* **What is being asked**
Count how many lines in the listing below contain the string "hiker". Reply with the number alone.

Annotation dataset entries:
<<<<
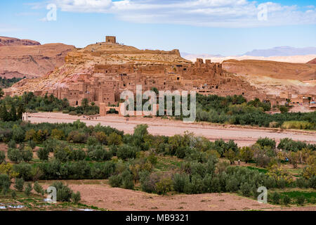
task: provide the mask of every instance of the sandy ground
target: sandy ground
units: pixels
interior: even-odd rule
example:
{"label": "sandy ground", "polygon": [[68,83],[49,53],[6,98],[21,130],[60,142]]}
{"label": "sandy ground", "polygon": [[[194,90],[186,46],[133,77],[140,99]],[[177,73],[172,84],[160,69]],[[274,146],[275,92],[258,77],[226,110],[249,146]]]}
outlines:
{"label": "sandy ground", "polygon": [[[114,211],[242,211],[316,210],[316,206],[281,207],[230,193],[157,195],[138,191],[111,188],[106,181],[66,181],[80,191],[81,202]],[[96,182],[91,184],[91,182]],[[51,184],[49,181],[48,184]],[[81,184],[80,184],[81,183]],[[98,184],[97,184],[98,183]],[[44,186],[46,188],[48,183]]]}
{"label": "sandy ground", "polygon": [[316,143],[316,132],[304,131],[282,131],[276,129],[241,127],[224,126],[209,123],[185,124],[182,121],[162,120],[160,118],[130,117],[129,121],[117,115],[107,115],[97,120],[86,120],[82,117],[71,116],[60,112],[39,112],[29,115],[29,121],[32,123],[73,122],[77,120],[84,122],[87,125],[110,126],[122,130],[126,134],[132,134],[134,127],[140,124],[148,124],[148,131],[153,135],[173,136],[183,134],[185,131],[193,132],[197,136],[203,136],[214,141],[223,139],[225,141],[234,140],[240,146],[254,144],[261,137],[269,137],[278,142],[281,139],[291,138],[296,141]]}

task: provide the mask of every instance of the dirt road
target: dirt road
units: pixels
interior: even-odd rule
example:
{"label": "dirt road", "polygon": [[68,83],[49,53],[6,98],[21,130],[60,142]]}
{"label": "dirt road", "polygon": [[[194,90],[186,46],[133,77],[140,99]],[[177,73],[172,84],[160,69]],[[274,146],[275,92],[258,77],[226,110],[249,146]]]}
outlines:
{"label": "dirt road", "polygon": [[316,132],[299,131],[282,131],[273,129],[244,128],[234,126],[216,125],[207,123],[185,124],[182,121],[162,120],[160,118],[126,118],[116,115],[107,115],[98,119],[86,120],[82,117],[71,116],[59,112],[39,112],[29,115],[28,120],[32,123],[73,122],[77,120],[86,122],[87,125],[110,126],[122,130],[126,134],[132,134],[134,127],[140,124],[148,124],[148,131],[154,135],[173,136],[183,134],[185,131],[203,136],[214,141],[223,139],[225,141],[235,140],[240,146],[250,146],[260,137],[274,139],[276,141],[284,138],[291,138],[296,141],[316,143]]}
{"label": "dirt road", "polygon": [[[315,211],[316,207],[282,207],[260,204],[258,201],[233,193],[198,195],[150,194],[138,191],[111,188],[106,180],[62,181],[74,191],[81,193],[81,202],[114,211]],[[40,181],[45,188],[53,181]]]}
>>>>
<<<<
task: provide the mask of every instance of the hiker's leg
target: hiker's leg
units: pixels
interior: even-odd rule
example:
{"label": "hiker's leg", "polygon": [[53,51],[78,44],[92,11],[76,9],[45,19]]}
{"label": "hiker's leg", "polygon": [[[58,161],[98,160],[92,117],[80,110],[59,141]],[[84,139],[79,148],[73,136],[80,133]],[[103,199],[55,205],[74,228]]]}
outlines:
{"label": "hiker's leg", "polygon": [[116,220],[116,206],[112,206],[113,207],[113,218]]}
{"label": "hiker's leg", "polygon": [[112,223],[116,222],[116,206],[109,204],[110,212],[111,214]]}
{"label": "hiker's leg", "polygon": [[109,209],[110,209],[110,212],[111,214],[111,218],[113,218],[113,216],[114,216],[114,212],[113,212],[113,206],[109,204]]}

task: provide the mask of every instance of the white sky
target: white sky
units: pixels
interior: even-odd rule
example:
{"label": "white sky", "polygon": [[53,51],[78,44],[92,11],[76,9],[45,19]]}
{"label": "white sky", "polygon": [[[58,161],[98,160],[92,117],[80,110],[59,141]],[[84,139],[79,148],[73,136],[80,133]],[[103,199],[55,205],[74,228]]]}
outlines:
>>>>
* **Solution to this task**
7